14 November 2010

The Resurgence of Hydropower

By Catherine Farrell, Staff Writer

As the concern over climate change and high oil prices increases, there has been strong support through all levels of government to move towards clean, renewable energy.  Hydropower has emerged as one of the top renewable energy sources, because of the low cost of production and maintenance.   Therefore, it is not surprising that much of the recent energy-related legislation enacted by Congress and Pennsylvania, has been focused on expanding the potential of hydropower.

Hydropower is energy that comes from the force of moving water.  It is classified as a renewable energy source because the water being used is continuously replenished by precipitation.   A traditional hydropower plant consists of three main parts: a dam which can be opened and closed to control water flow through the system, a power plant where the electricity is produced, and an artificial lake or reservoir where water is stored.

  In recent months, there has been a strong push by the federal government to increase the nation’s production of hydropower.   Hydropower is no longer thought of as a mature, fully-developed resource, but, instead is seen as a source of energy with great potential.   For instance, in March 2010, the Department of Energy, the Department of the Interior, and the Army Corps of Engineers collaborated on a Memorandum of Understanding.   The goal of this Memorandum is to increase federal and non-federal hydropower development on federal land and at federal facilities, with an emphasis on environmental concerns.   The Memorandum further states that hydropower will benefit the electric grid “by providing long-term, stable production” of electricity to meet the ever-increasing demand.

(Source excerpt)

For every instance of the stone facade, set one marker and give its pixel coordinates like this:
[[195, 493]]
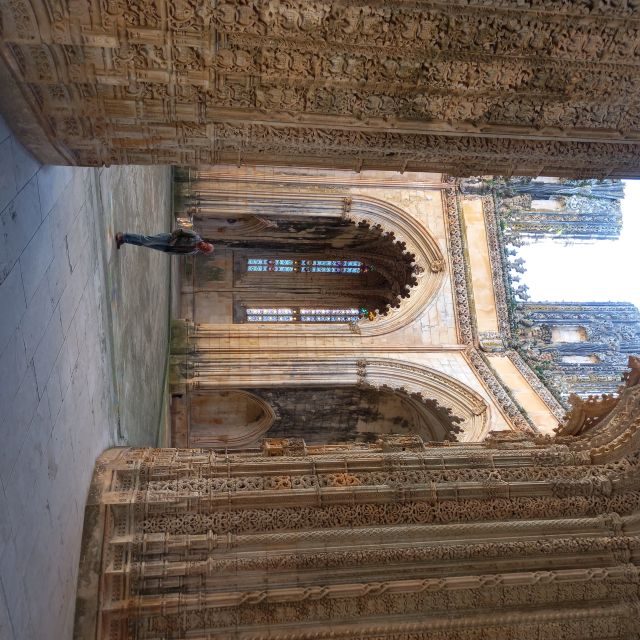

(Set of tasks)
(1) In one to three sentences, please explain why the hydropower article classifies hydropower as a renewable energy source.
(2) Carry the hydropower article forward from its final sentence.
The data is not needed here.

(Task-by-task outputs)
(1) Hydropower is classified as renewable because the water it uses is continuously replenished by precipitation.

(2)
  The Memorandum only highlights some of the advantages of hydropower.  Another significant benefit is that the hydropower plants are able to store energy.  The water in the reservoir is stored energy and can be released as needed to produce more electricity.  Another benefit of hydropower is that it is currently the cheapest way to generate electricity.   Once the initial cost of building the dam and hydro plant have been expended, the energy source—water—is free.  With the many advantages, there are, however, some significant downfalls.   For instance, the amount of electricity produced is often dependent on the amount of precipitation that has fallen.   In 1997, 10 percent of the total electricity produced in the United States was from hydropower plants, but this percentage fell to 5.9 percent in 2008 due to droughts.  Even the Memorandum stated some potential drawbacks.  While it is true that three federal agencies were signatories to the legislation, notably missing from the collaboration were the U.S Forest Service, the National Fisheries Service and the Federal Energy Regulatory Commission.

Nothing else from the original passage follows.